(Some rows)
========================================
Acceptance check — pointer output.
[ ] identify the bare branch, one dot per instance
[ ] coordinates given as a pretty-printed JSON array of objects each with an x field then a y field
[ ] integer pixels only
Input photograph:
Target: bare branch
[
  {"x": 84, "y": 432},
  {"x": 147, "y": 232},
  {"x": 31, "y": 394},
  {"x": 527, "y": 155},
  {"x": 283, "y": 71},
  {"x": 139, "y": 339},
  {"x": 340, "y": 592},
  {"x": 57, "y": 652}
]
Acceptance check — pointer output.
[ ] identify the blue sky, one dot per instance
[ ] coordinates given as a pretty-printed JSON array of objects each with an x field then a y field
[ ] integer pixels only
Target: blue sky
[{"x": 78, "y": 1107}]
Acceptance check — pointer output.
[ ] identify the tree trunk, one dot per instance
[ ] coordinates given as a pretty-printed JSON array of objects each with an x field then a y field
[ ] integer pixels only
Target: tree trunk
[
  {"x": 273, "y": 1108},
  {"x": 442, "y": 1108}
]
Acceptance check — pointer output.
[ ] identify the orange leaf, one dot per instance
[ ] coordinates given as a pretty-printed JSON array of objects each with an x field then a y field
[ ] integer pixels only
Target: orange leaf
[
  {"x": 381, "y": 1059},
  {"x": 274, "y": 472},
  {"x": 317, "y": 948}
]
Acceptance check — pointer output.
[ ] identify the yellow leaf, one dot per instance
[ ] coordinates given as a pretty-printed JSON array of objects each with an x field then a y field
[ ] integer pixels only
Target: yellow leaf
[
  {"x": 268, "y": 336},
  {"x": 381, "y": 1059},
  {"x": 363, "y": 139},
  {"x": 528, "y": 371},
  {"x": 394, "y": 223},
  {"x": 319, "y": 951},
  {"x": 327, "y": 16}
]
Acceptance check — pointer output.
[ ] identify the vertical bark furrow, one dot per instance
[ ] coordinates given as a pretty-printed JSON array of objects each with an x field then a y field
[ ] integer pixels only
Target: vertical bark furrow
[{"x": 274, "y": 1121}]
========================================
Which lines in the rows above contain the string "identify"? Copy each of them out, counting only matches with the same case.

[ ] identify the bare branch, one dot per instance
[ ] identify the blue sky, one dot per instance
[ ] identify the tree trunk, one dot per instance
[ ] identify the orange leaf, one dot per instance
[ ] identify the yellow leaf, one dot per instance
[ ] identify the vertical bark furrow, one dot per instance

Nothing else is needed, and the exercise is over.